Transcribe the entries below exactly.

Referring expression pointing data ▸
*** Block opens ***

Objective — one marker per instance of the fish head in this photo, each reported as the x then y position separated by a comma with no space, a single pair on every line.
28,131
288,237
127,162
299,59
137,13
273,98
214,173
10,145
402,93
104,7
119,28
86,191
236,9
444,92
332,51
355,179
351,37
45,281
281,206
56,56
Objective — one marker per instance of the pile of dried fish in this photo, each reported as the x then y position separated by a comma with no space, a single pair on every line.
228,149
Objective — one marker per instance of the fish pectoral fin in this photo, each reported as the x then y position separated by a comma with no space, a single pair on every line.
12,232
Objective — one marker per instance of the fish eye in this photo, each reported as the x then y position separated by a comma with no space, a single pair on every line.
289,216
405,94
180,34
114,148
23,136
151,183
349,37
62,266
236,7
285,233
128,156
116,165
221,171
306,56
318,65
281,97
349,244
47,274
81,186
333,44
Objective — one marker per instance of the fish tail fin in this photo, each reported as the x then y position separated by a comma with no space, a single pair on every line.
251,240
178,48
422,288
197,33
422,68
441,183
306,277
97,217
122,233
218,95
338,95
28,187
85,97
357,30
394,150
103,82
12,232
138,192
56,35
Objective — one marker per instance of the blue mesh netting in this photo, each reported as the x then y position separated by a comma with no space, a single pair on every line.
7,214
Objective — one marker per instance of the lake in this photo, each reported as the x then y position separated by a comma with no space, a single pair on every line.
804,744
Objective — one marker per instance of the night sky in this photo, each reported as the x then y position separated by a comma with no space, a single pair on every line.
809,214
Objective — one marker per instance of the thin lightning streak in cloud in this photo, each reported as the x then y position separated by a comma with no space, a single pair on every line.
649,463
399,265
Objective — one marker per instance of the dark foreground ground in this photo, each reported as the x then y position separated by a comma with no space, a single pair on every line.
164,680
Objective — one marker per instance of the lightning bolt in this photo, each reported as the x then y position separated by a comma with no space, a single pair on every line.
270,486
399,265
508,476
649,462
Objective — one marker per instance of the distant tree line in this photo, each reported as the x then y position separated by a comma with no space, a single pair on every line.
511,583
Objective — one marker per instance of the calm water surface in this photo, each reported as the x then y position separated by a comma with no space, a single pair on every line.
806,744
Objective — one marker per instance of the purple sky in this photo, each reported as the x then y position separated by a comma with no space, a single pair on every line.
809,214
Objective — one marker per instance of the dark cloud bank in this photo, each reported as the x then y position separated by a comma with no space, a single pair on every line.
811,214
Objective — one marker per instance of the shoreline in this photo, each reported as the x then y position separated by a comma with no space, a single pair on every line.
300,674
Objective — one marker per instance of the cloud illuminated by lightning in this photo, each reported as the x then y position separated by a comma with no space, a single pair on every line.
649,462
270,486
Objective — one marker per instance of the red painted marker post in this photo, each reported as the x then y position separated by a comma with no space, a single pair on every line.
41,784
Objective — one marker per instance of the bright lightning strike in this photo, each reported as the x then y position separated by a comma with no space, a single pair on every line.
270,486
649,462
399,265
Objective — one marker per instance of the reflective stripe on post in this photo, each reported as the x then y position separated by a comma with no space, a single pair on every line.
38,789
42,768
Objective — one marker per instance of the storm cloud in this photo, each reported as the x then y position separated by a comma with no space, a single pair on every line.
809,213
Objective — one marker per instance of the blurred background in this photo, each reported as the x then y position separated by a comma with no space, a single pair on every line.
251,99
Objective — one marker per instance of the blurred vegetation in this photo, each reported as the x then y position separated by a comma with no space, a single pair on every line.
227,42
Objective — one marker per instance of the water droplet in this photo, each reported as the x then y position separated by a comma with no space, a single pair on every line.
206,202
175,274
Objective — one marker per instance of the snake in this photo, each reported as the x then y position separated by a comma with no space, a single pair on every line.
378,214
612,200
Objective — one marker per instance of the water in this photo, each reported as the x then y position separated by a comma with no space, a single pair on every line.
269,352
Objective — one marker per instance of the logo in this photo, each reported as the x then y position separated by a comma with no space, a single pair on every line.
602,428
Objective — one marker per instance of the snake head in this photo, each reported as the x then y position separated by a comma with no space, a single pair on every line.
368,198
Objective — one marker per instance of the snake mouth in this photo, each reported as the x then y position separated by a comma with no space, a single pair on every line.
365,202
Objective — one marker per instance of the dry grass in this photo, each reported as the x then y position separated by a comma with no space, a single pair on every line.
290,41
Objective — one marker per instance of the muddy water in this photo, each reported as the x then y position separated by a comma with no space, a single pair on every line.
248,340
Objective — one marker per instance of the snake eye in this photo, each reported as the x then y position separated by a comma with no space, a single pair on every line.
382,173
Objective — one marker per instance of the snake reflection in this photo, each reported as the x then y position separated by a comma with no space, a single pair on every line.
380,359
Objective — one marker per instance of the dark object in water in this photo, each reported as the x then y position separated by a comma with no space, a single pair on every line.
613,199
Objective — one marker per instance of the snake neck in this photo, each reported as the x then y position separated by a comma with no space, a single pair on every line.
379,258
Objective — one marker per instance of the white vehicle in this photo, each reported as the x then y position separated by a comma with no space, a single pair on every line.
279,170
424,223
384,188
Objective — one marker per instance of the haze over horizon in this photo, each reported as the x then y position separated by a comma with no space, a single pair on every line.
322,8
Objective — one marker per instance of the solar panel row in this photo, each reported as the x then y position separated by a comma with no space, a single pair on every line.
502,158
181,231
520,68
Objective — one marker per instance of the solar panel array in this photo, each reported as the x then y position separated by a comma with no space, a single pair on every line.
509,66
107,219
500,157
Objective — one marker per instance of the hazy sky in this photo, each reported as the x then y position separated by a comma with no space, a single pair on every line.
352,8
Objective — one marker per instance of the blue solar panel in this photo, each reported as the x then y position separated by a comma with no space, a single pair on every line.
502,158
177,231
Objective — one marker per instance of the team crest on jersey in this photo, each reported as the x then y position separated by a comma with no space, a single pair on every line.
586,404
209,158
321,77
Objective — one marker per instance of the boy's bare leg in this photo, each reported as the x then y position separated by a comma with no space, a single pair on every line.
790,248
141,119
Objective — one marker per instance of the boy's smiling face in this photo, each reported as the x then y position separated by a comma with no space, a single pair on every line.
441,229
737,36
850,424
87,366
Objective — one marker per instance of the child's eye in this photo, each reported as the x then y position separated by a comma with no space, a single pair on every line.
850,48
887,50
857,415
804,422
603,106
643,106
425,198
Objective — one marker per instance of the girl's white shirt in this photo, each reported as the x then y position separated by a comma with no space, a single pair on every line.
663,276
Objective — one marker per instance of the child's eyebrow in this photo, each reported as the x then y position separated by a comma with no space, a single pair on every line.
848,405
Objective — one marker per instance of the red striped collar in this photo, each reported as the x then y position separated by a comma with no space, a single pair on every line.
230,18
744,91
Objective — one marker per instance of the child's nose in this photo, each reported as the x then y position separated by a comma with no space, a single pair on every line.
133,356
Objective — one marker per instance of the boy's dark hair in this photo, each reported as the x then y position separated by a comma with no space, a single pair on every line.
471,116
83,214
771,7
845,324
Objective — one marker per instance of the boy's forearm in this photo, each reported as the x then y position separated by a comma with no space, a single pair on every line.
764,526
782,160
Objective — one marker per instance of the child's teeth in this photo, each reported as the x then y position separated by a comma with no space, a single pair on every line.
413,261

*** Block closes ***

YOUR SOLUTION ▸
Objective — one marker per instance of the fish head in this photo, each reported as the x then y position separated by a comma with no space, a single pair on every line.
28,131
288,237
127,162
299,59
137,13
273,98
214,173
10,145
402,93
104,7
119,28
86,191
236,9
444,92
332,51
355,179
351,37
45,281
281,206
56,56
Objective — one marker per instance of the pile of dried fish in this photo, each reported as the x then y position separated by a comma with no space, a single pair on every line.
228,149
Objective — one marker per instance of the fish pectoral fin in this photo, each reported as the x then y position separated by a comma with no space, a single pair on every line.
12,232
Objective — one marker per instance of the fish eye in this photo, each reported as the x then y position separated by a comma with no space, a single pair on every line.
289,216
405,94
180,34
114,148
23,136
151,183
349,37
62,266
236,7
285,233
128,156
116,165
221,171
306,56
318,65
281,97
349,244
47,274
81,186
333,44
Objective — one marker per instance of the fish tail fin in this photo, each reported as the x then y position separated by a comma with no space, a single pair on every line.
251,240
178,48
422,288
197,33
422,68
441,183
306,277
97,217
122,233
218,95
338,95
28,187
85,97
357,30
394,150
103,82
12,232
138,192
56,35
Objective — one marker per instance of the blue mesh netting in this photo, each reported as the x then y position separated by a comma with no space, a single pair on every line.
7,214
Objective — one marker per instance of the lake in this photo, each reported as the x then y position separated by a comma with no space, a single pair on every line.
804,744
Objective — one marker per instance of the night sky in this photo, each reported as the x then y position separated by a comma with no space, a single pair on every line.
809,214
Objective — one marker per instance of the thin lightning streak in cloud in this photo, each reported as the x then y position separated by a comma with no space, a single pair on every line.
649,463
399,265
Objective — one marker per instance of the dark foreground ground in this photo, each reported as the x then y position separated by a comma with no space, a single pair on every line.
164,680
Objective — one marker per instance of the lightning bolt in this photo, each reported as the x then y position separated by a comma with no space, a single pair on every line.
270,486
399,265
508,476
649,462
Objective — one marker per instance of the distant tree line in this photo, each reported as the x then y position separated by a comma with no space, a single pair on every line.
511,583
Objective — one marker per instance of the calm water surface in this photo, each reported as the x then y position separated by a comma with no space, a single pair on every line.
806,744
Objective — one marker per instance of the purple sky in this photo, each reported as the x then y position separated by a comma with no space, a single pair on every line.
809,214
Objective — one marker per instance of the dark cloud bank in this photo, each reported as the x then y position separated by a comma with no space, a single pair on every line.
811,214
Objective — one marker per instance of the shoreline in this photo, each reported as the x then y position separated by a comma with no space, a single pair on every line.
300,674
Objective — one marker per instance of the cloud illuminated by lightning in this photo, each reported as the x then y position separated by a comma with no space, a single pair on every line.
649,462
270,486
Objective — one marker per instance of the red painted marker post in this photo, each reported as the x then y position separated by a comma with no space, a single pair on every line.
41,784
Objective — one marker per instance of the bright lightning strike in this photo, each reported as the x then y position separated by a comma with no space, a single pair on every line.
270,486
649,462
399,265
Objective — one marker per instance of the reflective stripe on post in this photo, each reported as the x then y position separated by a comma with no space, a single pair on every line.
38,789
42,768
Objective — one marker per instance of the storm cloud in this photo, each reported as the x then y position separated by a comma with no space, a single pair on every line.
809,213
Objective — one marker per instance of the blurred background in this photo, each reported as the x then y position separated by a comma with no space, a single pair on every line.
251,99
Objective — one marker per instance of the blurred vegetation in this photo, each reported as the x then y position separated by a comma with no space, a single pair on every line.
227,42
Objective — one marker per instance of the water droplet in this photo, each reported as the x then y position separated by a comma with no space, a single pair on every line.
206,202
175,274
Objective — one marker per instance of the snake in this photo, each reported as the x then y position separated by a comma with no space, a single pair on every line.
378,214
612,200
Objective — one marker per instance of the water in this photo, each reported as the x then y position separated by a comma with no space, a single pair on every line.
269,352
Objective — one marker per instance of the logo in this photo, each reported as the x then y position separated by a comma with no space, a single pair on every line.
602,428
Objective — one marker per instance of the snake head in this photo, each reported as the x then y position separated by a comma with no space, a single pair on every line.
368,198
Objective — one marker per instance of the snake mouth in this photo, each reported as the x then y position separated by a comma with no space, a single pair on every line.
365,202
Objective — one marker per instance of the dry grass in this photo, each reported as the x then y position separated by a comma with no space, a single pair on every line.
290,41
Objective — one marker per instance of the muddy water in this photo, each reported as the x then y position separated by a comma with no space, a single pair on every line.
248,340
Objective — one marker per instance of the snake eye in this photo, each reported as the x then y position separated by a comma with no space, a single pair on every line.
382,173
Objective — one marker per instance of the snake reflection in this photo, each reported as the x then y position separated by a comma with no space, a single pair on every line.
380,359
Objective — one marker per instance of the dark object in water in this photo, each reported as the x then y position separated by a comma with no space, a single pair on every line.
613,199
Objective — one marker per instance of the snake neck in this photo, each reported as the x then y position separated by a comma with no space, a single pair on every line.
379,258
Objective — one marker per instance of the white vehicle in this photo, each reported as the x then y position separated by a comma with no space, a single pair on every line.
279,170
424,223
384,188
Objective — one marker per instance of the haze over horizon in this photo, each reported as the x then y position separated by a comma with no space, a single pair on every line.
322,8
Objective — one marker per instance of the solar panel row in this photo, each reported as the x then y position separated by a comma with no space, a single pair on every line.
502,158
181,231
520,68
Objective — one marker per instance of the solar panel array in this photo, each reported as the x then y position separated by a comma with no space, a single pair on every line.
509,66
107,219
500,157
Objective — one marker per instance of the hazy sky in this photo, each reported as the x then y position separated by a comma with no space, a single pair on every line.
352,8
Objective — one marker per instance of the blue solar panel in this photo, each reported as the x then y position separated by a comma with no space, a single pair on every line.
502,158
177,231
Objective — one marker per instance of the team crest on jersey in this photo, each reported as the x then y position separated by a comma with no space, a single pair on every line.
586,404
209,158
321,77
Objective — one marker per instance of the boy's bare leg in this photo, each reported as the x then y position separated by a comma with no space, a single pair on every line.
790,248
141,119
Objective — one marker per instance of the boy's smiling face in this photo, each reported as the x then y position separated by a comma with no space, a single pair on every line.
441,229
737,36
850,424
87,366
Objective — one marker per instance of the child's eye in this photo, each reported as the x then y position separated by a comma with no space, a single pair on every line.
850,48
887,50
857,415
804,422
603,106
643,106
425,198
Objective — one marker per instance of the girl's white shirt in this photo, each reported as the x then y position separated by a comma with no space, a single pair on every line.
663,276
Objective — one marker per instance of the child's eyebrow in this photo, each reported as the x then y position separated by a comma with no space, a single pair on every line.
848,405
Objective — one marker per instance of the red striped collar in this photo, each reported as the x then y position separated by a comma with no space, a single pair on every line.
230,18
744,91
Objective — one marker per instance of the child's nose in this photo, each reported as the x then y position separated by a comma with no space, a single pair on every line.
133,356
Objective — one marker per instance of the boy's dark hair in this photo, each reported as the x then y position separated by a comma with no space, a single pair on every line.
471,116
83,214
771,7
845,324
Objective — one marker per instance of the boy's forearm in this photo, each reported as the x then y position separated by a comma with no space, a single pair on every line.
764,526
782,160
Objective — one marker per instance of the child's teeth in this photo, each reported as the x then y position separated by a comma with no space, a single pair on every line.
413,261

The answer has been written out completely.